DATA below:

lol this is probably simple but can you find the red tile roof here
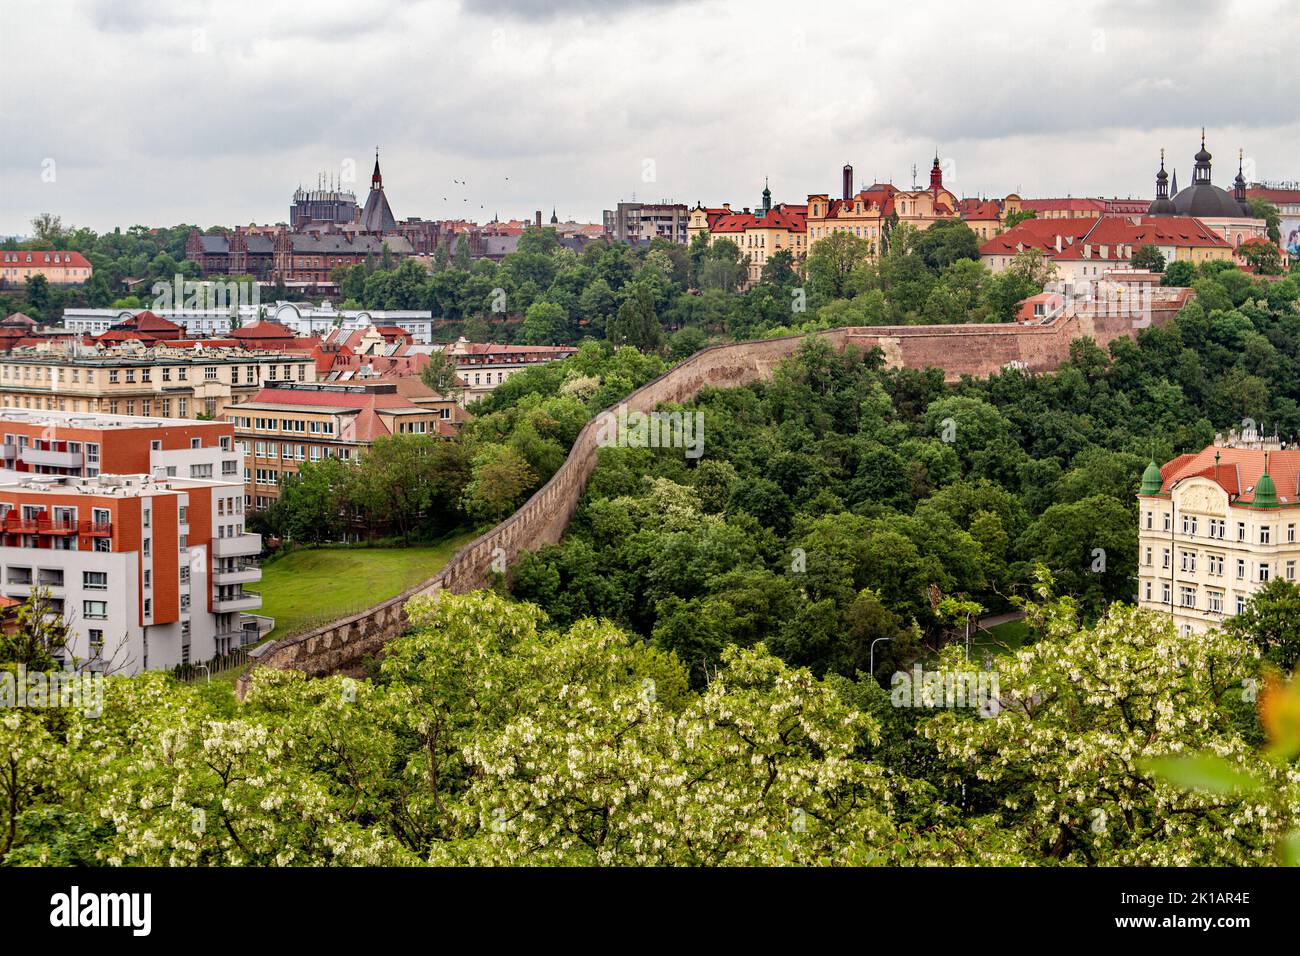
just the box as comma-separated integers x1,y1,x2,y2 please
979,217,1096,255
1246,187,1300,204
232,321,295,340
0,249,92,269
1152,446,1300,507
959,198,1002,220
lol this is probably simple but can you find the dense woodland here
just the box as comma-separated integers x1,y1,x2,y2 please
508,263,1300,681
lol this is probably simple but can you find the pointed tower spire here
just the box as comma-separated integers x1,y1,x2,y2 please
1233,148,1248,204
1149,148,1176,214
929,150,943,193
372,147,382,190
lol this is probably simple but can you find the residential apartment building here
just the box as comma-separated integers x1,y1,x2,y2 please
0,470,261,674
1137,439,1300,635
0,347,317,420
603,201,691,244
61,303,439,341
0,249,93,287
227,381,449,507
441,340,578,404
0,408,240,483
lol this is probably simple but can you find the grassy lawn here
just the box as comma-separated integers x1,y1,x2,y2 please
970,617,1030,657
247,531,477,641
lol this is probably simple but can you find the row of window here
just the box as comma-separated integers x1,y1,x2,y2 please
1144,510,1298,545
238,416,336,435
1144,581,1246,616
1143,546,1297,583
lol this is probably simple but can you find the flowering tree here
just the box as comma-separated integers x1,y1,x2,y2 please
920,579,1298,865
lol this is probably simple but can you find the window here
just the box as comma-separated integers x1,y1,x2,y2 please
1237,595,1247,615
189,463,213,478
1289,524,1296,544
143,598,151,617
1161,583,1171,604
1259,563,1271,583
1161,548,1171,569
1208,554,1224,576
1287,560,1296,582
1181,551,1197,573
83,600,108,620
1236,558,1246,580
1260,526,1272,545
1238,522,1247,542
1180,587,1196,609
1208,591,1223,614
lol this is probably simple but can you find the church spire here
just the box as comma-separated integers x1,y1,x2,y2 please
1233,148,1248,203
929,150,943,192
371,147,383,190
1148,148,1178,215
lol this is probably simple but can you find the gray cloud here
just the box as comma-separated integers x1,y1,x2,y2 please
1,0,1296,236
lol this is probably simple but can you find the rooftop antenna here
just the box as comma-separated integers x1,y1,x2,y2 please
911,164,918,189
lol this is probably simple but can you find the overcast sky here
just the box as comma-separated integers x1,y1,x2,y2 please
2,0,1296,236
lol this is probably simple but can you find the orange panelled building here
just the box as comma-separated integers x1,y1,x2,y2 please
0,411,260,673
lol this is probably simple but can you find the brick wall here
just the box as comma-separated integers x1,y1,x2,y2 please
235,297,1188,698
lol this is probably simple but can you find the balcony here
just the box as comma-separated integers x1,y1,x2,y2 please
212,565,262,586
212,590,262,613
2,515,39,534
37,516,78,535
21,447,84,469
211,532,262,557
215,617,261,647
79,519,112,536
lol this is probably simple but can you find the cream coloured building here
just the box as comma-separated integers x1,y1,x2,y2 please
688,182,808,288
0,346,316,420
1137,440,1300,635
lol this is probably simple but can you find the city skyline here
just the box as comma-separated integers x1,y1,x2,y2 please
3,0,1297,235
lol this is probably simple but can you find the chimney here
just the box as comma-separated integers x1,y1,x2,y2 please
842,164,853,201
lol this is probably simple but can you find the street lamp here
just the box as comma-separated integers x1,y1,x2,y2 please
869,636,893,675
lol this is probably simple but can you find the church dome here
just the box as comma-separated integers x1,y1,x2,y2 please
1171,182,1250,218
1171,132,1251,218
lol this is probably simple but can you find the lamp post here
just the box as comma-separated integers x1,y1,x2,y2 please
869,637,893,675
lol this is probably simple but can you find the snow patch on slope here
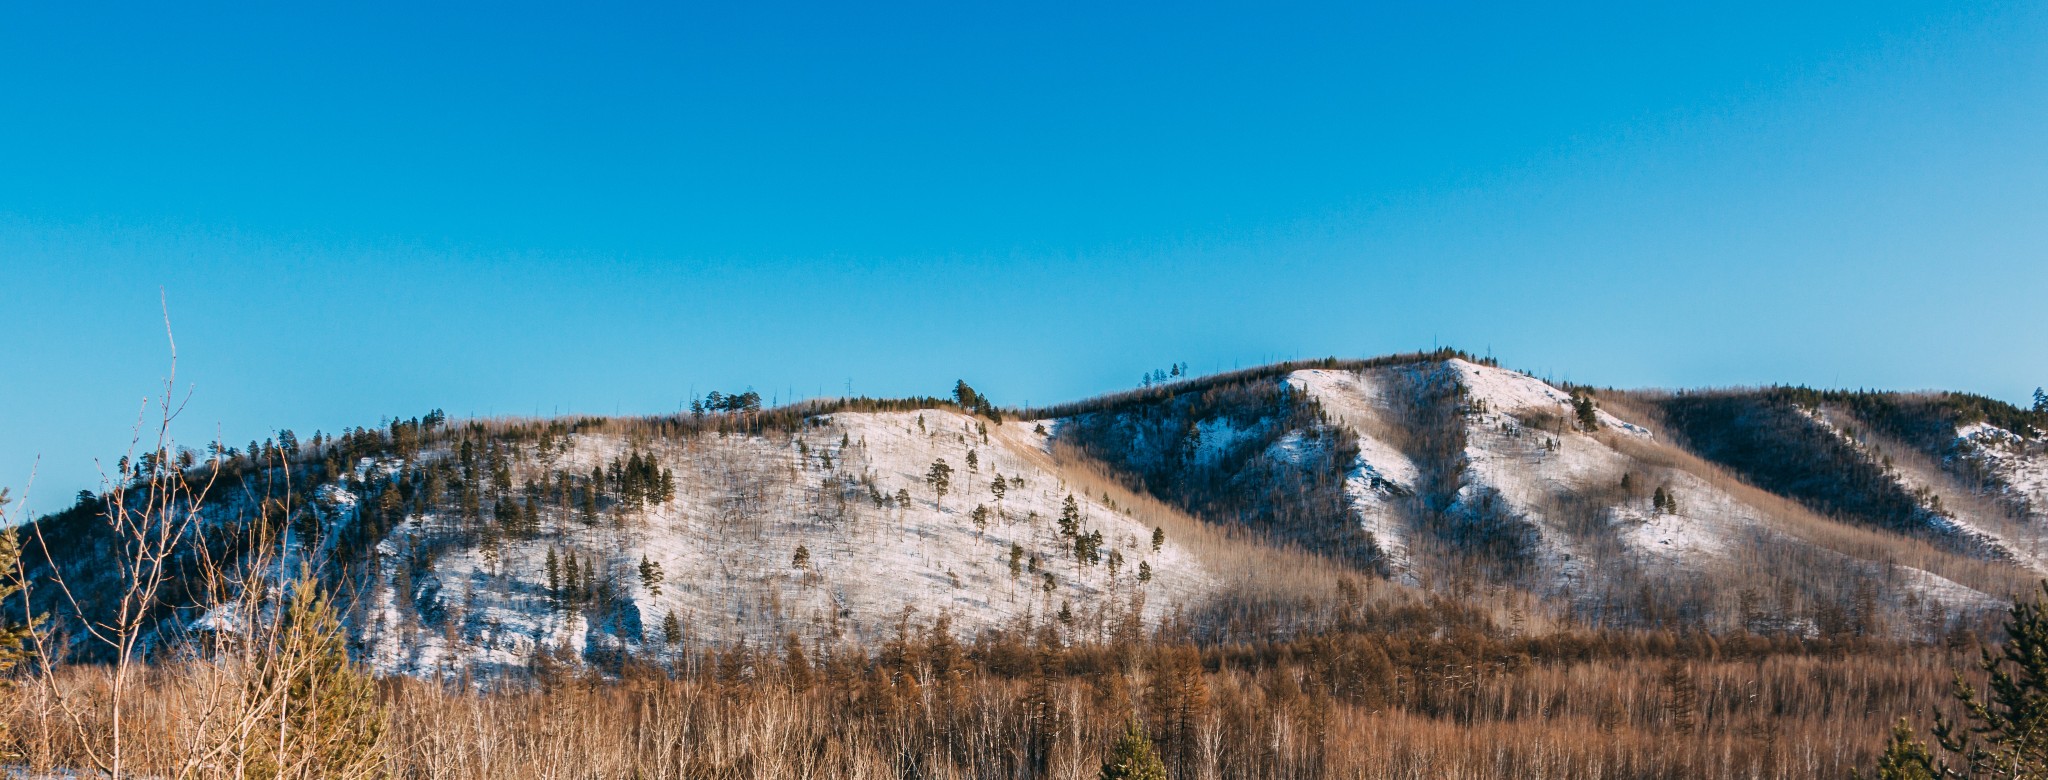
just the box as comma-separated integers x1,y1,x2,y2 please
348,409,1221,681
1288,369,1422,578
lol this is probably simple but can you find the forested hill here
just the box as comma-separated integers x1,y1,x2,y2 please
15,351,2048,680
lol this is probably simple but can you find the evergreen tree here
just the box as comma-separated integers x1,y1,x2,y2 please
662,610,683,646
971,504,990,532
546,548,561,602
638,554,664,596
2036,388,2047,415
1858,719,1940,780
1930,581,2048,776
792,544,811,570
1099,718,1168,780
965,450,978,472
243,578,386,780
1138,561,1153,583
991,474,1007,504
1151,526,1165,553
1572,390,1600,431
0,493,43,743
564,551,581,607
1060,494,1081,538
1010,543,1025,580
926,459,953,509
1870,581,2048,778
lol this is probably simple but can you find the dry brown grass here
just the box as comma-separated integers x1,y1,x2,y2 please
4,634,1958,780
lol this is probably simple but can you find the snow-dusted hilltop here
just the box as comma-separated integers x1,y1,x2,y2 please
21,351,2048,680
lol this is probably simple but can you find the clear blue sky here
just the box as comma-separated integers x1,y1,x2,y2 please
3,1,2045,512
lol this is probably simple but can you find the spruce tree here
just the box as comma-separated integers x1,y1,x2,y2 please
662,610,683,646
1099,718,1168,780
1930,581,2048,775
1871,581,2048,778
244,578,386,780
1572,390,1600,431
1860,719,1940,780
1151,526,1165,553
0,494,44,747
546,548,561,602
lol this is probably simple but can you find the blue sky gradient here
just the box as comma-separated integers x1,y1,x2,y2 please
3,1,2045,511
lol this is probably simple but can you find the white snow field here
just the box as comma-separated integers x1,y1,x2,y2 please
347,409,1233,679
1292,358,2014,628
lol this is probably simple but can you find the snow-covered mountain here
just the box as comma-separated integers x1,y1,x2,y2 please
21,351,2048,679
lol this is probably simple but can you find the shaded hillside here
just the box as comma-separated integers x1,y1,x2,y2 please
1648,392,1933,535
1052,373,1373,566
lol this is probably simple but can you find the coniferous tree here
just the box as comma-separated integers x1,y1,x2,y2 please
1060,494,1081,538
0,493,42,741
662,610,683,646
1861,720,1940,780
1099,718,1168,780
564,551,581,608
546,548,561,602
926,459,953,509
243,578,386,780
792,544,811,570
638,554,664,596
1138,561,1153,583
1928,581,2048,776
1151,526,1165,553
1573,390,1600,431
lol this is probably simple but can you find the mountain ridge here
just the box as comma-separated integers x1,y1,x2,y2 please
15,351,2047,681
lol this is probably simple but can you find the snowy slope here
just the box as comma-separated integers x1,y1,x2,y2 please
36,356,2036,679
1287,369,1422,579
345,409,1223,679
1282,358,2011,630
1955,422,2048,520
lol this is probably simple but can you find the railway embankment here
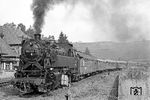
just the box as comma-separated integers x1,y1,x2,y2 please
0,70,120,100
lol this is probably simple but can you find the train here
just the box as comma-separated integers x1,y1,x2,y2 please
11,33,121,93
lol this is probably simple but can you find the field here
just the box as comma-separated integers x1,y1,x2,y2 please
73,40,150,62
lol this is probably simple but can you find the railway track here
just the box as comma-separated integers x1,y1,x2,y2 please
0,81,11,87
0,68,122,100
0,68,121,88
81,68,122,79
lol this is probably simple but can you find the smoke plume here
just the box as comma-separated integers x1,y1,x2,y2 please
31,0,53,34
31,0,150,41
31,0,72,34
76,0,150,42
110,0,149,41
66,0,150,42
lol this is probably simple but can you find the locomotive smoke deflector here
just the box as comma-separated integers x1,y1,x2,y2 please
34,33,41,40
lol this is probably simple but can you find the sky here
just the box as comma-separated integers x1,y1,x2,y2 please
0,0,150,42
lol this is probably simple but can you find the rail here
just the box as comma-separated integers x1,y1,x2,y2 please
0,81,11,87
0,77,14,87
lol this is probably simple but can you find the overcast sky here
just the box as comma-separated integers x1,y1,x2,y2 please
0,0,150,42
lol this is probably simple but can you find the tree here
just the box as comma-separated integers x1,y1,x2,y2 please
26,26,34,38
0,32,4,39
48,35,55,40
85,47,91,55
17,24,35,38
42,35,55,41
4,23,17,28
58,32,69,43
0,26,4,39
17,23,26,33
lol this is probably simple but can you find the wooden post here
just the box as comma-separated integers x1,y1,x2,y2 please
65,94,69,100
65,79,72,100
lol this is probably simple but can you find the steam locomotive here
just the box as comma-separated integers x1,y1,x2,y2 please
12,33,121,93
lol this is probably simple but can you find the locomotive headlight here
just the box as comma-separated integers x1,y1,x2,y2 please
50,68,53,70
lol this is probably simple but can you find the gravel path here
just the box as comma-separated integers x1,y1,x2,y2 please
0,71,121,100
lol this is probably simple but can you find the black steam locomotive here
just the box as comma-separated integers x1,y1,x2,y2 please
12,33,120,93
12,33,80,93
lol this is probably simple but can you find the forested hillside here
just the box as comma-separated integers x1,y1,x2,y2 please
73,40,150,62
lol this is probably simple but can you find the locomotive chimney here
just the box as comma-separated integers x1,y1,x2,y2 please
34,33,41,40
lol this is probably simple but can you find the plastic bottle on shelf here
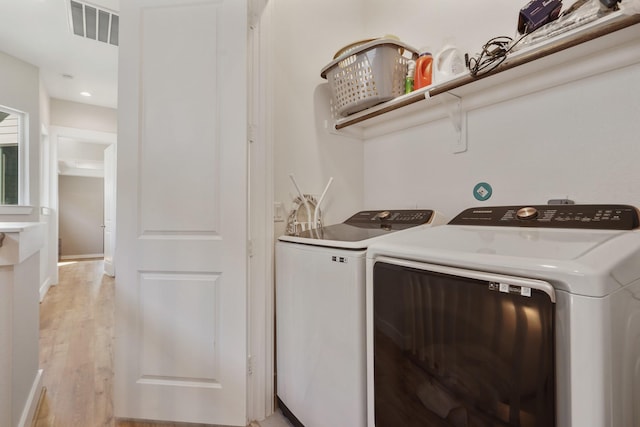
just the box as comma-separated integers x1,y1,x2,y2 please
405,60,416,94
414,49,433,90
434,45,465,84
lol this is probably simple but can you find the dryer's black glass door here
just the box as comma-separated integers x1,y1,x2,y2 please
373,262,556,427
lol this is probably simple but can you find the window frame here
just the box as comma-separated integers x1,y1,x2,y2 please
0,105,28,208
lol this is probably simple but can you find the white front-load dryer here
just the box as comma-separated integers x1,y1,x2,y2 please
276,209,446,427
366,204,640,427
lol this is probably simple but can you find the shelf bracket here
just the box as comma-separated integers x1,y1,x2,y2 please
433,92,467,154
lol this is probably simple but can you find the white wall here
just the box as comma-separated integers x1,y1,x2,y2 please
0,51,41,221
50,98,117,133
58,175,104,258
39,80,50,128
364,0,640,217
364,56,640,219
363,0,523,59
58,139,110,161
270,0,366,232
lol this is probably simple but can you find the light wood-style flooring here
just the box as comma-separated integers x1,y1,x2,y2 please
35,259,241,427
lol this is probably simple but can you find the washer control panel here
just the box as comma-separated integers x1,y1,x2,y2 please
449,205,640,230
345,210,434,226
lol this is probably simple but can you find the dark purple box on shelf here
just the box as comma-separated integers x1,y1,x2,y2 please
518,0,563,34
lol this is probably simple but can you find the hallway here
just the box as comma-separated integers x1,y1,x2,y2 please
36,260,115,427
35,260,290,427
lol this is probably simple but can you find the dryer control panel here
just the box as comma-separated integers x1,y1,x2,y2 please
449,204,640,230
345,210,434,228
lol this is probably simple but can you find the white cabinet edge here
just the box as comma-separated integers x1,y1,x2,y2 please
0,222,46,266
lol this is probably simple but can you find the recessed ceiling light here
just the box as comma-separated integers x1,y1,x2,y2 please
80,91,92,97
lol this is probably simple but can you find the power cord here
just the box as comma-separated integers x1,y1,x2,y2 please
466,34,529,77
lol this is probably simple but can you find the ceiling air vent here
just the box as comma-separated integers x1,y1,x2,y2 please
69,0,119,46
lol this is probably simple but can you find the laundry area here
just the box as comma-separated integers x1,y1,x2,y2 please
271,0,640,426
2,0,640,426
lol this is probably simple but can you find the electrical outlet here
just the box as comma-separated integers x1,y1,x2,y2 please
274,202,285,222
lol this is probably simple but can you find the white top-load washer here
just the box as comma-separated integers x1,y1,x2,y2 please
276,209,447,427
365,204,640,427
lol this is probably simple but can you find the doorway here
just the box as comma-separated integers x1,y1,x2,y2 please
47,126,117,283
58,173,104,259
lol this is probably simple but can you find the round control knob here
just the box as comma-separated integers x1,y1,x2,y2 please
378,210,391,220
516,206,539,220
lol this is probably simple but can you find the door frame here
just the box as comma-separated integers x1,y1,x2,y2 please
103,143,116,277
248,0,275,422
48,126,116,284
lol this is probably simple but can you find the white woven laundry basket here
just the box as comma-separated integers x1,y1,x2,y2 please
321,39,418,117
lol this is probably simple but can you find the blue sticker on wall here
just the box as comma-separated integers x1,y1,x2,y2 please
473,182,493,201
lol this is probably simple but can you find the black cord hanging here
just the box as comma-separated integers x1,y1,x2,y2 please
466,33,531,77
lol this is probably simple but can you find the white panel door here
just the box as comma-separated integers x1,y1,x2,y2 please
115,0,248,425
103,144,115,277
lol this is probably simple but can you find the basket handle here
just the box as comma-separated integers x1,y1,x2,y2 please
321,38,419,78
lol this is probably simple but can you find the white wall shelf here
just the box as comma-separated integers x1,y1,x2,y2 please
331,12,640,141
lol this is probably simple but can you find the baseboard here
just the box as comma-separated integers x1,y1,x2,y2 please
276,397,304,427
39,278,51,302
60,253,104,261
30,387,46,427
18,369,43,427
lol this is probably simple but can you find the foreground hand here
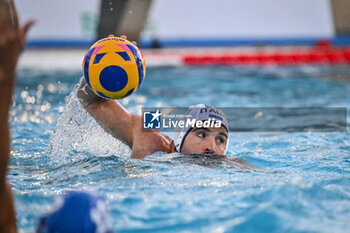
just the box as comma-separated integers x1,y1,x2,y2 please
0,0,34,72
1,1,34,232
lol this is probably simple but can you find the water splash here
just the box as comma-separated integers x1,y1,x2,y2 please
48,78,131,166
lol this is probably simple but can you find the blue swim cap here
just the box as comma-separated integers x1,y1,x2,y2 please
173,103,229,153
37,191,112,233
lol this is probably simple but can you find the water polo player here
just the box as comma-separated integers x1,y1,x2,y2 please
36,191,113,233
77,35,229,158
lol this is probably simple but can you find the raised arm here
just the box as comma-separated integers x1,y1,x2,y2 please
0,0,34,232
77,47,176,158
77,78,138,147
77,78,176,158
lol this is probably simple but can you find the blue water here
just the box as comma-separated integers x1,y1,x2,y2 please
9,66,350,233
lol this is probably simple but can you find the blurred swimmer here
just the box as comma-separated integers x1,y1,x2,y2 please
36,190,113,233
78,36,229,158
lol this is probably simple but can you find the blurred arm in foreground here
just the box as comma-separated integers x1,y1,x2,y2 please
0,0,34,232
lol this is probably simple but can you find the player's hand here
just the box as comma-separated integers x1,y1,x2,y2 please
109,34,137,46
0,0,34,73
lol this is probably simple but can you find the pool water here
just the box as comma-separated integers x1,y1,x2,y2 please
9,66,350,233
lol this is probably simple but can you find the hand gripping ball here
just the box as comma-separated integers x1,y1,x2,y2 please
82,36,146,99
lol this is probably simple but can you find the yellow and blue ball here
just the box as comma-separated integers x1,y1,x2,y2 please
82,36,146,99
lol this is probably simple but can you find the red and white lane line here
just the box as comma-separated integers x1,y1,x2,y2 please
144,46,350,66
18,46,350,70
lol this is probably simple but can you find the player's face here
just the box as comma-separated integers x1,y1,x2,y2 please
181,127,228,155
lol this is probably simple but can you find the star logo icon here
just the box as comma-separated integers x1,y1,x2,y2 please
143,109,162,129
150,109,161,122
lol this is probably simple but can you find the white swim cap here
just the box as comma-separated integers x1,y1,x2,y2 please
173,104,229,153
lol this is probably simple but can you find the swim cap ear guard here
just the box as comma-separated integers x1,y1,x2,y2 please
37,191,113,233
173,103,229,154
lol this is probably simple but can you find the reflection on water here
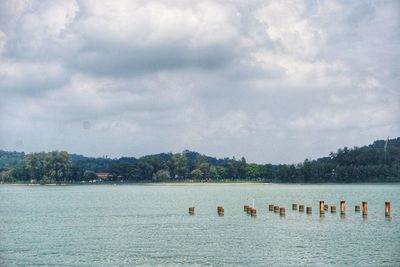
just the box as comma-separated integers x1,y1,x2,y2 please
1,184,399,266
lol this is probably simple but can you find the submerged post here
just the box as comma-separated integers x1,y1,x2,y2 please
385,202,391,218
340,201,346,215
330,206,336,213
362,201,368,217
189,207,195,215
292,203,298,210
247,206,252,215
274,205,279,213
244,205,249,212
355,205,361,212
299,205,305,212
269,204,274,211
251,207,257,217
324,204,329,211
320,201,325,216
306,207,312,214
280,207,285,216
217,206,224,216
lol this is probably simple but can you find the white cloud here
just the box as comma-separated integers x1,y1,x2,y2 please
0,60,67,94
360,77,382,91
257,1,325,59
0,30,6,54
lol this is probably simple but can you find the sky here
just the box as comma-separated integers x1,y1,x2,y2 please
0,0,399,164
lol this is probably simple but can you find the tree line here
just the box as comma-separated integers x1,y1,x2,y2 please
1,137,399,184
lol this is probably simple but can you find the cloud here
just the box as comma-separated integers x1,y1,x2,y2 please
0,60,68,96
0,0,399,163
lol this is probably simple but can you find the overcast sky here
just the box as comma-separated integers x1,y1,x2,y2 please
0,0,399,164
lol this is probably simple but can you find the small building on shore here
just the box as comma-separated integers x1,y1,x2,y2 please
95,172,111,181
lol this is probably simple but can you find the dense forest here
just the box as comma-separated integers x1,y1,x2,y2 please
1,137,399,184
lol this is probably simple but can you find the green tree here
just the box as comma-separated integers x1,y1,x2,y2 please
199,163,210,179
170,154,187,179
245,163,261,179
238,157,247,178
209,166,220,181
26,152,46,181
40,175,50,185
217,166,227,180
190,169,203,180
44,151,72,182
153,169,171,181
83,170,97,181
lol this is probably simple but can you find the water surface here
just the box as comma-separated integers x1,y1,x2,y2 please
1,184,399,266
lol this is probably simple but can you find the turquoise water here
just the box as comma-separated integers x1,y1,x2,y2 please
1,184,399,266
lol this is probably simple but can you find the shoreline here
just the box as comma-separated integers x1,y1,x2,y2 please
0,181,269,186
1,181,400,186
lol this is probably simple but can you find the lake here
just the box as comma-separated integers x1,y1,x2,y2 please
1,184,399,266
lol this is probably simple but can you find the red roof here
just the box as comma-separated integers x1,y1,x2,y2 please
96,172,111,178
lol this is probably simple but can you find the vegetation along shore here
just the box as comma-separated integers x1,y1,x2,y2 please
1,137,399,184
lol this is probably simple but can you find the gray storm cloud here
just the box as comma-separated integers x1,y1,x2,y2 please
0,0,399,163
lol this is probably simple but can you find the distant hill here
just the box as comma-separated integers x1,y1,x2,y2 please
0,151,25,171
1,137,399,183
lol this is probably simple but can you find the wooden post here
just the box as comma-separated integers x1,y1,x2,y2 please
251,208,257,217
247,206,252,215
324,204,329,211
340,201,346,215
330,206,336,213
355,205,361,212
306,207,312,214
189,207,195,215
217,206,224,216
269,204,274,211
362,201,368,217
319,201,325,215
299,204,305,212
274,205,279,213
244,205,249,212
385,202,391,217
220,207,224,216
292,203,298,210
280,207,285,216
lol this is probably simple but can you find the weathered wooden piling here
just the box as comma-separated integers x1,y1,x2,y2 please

End of DATA.

TASK -> Read the data above. Pull out each line in which the string "basket" appears.

RESULT ->
lol this is probably simple but can you find the white woven laundry basket here
lol this is probably simple but can you find the basket handle here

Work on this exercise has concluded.